>>>
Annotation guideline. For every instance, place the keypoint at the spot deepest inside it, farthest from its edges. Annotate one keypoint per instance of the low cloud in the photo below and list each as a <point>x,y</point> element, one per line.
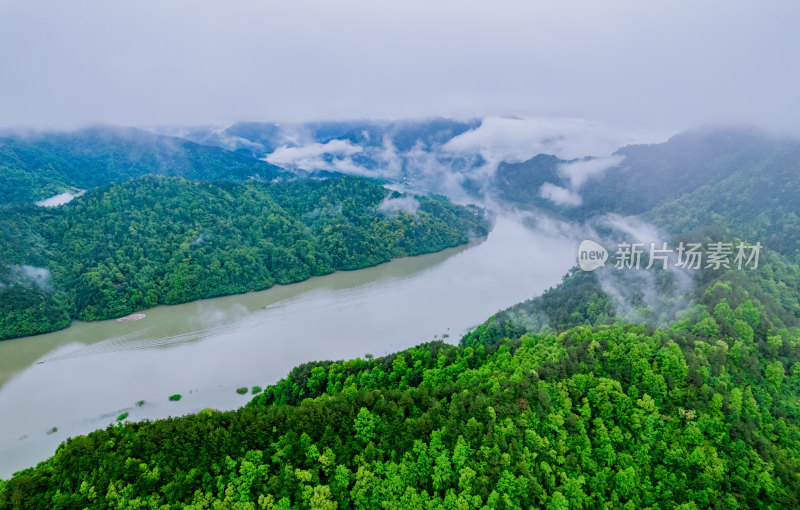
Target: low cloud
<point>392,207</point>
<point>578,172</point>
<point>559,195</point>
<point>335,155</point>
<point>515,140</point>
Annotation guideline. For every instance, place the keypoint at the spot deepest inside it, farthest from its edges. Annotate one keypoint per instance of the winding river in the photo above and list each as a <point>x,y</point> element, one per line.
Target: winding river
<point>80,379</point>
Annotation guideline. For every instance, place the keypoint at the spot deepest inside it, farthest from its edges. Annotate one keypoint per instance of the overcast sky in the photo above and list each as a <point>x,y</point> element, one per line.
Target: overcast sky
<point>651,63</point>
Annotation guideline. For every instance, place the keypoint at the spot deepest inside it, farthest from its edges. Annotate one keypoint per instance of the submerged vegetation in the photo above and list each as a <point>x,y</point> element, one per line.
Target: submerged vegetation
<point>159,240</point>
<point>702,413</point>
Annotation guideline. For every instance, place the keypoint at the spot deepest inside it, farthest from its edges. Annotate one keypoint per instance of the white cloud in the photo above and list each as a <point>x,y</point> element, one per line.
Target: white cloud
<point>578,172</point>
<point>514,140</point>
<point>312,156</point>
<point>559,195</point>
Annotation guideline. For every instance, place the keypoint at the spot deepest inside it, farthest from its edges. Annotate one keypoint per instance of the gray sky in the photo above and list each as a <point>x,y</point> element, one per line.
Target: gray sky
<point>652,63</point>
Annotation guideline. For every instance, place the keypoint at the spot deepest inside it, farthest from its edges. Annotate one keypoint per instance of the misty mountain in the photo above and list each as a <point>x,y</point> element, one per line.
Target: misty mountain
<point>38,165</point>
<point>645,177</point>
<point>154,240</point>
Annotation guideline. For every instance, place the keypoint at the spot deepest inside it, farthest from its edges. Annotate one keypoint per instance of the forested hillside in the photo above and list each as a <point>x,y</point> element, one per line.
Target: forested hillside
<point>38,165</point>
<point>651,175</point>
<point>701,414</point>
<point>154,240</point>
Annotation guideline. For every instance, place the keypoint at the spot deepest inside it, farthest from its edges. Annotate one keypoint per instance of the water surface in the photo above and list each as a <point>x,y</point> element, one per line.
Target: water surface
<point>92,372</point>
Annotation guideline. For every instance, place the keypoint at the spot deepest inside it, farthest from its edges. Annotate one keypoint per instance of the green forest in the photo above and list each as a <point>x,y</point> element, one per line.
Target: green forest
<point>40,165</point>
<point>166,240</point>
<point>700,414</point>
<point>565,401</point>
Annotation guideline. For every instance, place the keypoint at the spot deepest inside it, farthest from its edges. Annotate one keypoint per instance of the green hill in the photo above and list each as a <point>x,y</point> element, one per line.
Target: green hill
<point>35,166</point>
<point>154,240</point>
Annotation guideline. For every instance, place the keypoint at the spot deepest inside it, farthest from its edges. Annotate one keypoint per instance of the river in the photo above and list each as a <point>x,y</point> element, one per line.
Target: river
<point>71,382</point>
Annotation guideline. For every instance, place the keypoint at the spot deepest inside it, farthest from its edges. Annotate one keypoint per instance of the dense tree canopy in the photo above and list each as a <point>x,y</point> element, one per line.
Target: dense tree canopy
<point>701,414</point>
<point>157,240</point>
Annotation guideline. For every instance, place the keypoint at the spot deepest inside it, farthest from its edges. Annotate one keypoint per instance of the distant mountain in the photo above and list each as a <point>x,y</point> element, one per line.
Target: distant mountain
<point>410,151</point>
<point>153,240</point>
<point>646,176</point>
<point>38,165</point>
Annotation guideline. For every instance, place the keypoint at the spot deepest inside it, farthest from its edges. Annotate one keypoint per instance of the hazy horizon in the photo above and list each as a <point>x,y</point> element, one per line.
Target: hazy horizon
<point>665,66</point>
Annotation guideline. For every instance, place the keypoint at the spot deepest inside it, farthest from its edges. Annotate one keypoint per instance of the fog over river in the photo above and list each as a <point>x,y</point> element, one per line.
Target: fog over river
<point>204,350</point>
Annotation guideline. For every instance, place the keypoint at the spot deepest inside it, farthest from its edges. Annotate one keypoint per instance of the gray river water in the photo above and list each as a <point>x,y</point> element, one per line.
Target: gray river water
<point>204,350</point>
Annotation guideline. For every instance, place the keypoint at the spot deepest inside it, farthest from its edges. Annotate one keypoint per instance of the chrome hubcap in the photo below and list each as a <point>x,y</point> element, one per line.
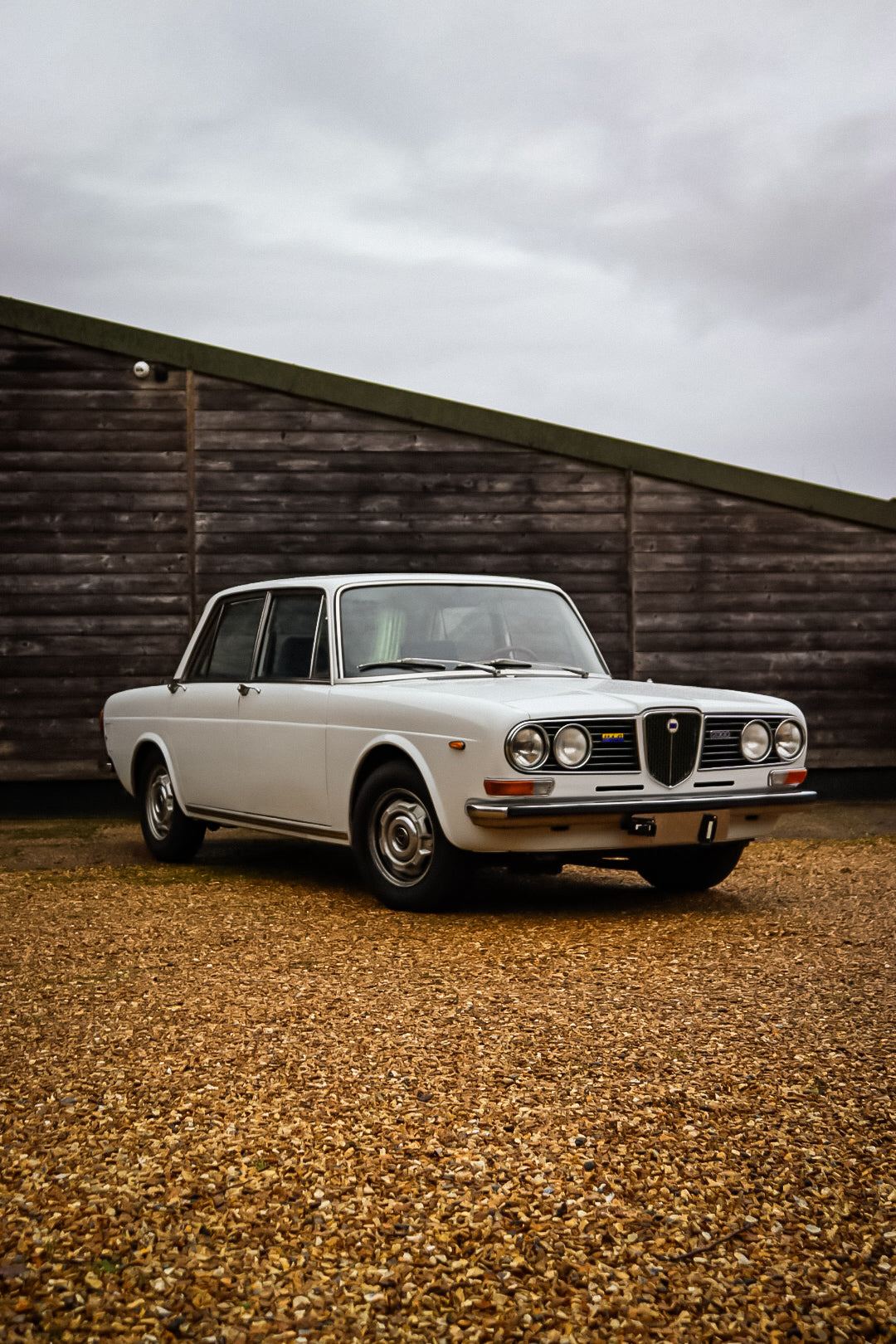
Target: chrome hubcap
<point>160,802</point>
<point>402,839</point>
<<<
>>>
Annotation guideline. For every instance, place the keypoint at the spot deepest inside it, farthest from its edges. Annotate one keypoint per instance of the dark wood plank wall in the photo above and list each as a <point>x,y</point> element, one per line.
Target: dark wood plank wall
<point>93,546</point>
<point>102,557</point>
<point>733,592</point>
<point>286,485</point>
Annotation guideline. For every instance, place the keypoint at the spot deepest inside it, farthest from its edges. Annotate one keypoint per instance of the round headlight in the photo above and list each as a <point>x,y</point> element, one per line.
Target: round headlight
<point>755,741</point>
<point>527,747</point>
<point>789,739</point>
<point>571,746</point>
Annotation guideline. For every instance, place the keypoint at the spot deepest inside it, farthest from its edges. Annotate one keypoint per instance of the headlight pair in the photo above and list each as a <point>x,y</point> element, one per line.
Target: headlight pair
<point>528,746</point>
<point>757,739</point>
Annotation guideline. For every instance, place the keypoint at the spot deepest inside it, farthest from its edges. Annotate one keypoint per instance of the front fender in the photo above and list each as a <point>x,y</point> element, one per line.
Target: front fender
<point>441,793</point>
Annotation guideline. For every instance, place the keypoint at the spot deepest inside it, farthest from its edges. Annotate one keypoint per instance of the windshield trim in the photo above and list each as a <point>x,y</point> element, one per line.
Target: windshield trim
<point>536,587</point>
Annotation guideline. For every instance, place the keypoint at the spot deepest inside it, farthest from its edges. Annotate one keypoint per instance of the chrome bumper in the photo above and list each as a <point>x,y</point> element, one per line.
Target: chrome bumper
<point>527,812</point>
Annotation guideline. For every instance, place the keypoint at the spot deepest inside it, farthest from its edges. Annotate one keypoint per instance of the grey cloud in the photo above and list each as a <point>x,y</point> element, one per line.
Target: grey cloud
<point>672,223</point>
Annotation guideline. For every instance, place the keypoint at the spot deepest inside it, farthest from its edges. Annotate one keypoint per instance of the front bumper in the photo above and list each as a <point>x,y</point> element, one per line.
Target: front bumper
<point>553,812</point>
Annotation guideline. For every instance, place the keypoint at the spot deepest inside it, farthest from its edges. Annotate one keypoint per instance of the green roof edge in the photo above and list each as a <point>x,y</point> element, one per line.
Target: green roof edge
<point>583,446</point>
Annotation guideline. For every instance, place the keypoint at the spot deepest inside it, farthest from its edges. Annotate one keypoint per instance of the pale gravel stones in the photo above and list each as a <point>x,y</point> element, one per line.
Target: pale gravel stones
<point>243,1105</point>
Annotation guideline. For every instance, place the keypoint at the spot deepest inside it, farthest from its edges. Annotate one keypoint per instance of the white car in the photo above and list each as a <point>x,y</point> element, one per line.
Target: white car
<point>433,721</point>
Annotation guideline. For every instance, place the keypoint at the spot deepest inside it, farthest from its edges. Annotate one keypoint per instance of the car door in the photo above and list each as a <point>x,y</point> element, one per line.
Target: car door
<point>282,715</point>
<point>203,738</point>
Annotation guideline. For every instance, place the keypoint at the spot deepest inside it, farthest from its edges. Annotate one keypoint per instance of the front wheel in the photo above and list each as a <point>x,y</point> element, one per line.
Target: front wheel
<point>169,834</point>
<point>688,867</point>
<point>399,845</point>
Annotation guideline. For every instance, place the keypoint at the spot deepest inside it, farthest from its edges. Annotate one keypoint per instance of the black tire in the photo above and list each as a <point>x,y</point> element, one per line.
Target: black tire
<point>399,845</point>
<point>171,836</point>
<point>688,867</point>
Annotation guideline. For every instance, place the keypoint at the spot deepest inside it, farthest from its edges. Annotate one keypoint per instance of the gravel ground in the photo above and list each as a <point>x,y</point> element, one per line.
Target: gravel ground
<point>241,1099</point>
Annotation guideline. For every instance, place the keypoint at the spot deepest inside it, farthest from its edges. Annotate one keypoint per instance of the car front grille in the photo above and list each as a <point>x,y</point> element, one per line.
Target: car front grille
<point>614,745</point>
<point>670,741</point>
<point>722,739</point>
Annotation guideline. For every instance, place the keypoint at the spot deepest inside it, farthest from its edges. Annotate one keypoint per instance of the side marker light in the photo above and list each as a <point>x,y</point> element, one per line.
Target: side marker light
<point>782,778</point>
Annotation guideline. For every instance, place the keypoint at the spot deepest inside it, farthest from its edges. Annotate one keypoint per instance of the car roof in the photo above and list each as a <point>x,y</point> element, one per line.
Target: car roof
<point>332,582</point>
<<<
Switch "keypoint" to "marker" in everything from the line containing "the front fender" down to the line containing "<point>536,587</point>", and give those lines again with nothing else changed.

**Reply to the task:**
Annotation guideline. For every instance, place the marker at the spot deepest inside it, farthest from its edges. Annotate one marker per instance of the front fender in the photo above and list each as a <point>x,y</point> element, one per line.
Target: front fender
<point>441,793</point>
Annotation guideline. For every instance, place the marker at the spot deepest inside it, farthest from its edges. Annotate one marker per instance of the windshield trim in the photo above and list each as a <point>x,y</point> element, one per line.
Target: windshield trim
<point>536,587</point>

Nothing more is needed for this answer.